Task: For this exercise, print only the lines from the one containing "point: white car" through the end of the material below, exactly as given.

***

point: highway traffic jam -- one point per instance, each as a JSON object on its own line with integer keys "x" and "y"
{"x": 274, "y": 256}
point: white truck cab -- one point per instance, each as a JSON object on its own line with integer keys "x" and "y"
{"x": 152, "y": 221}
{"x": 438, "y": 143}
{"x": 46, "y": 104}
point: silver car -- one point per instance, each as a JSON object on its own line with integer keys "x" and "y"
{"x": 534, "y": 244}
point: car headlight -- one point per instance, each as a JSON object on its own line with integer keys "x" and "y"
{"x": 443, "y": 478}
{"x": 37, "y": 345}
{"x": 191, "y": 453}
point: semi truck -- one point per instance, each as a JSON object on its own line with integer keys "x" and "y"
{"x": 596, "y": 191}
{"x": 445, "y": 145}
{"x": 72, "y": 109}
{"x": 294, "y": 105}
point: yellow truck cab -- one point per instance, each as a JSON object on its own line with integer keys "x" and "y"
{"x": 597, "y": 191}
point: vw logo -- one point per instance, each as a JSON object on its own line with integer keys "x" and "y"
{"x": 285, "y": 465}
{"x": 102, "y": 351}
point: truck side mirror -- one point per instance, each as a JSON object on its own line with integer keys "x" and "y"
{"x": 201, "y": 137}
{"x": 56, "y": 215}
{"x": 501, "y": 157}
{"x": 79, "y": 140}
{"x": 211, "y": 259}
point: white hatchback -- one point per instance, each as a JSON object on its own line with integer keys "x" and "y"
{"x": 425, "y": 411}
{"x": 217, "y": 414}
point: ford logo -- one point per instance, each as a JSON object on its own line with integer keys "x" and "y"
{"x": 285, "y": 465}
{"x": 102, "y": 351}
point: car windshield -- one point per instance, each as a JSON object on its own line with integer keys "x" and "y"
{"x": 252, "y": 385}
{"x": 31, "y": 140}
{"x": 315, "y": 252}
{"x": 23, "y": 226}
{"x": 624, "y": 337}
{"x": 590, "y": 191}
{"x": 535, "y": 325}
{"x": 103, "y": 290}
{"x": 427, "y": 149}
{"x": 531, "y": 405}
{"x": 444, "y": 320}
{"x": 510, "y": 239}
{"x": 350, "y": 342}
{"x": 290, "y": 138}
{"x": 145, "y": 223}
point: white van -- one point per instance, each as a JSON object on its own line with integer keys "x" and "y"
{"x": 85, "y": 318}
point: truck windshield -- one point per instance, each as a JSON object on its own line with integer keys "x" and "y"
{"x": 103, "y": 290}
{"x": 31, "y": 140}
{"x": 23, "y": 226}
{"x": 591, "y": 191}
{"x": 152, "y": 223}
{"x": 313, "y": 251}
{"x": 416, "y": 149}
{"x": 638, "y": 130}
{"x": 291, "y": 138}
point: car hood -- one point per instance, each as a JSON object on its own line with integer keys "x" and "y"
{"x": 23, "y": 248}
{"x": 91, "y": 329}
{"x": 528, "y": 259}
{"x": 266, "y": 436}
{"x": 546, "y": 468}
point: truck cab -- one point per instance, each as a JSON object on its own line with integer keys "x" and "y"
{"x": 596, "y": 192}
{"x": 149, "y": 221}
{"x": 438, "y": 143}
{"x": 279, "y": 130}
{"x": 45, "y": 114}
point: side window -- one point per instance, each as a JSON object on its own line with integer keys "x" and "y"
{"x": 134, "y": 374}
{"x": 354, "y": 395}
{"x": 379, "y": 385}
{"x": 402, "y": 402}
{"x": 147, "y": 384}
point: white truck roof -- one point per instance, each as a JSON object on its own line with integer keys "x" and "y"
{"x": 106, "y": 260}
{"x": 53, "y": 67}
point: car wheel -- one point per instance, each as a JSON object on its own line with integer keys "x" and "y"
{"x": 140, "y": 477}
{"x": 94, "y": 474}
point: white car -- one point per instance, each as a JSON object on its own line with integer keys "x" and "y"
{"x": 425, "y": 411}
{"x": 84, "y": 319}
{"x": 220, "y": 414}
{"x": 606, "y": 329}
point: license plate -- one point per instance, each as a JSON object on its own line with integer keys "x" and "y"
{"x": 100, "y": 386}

***

Completed task:
point: white car -- one point per instance, each as a JSON object on its own line with integer keys "x" and "y"
{"x": 425, "y": 411}
{"x": 84, "y": 319}
{"x": 220, "y": 414}
{"x": 606, "y": 329}
point: license plate -- one point per instance, each as a JSON object on its own line with integer keys "x" and "y"
{"x": 100, "y": 386}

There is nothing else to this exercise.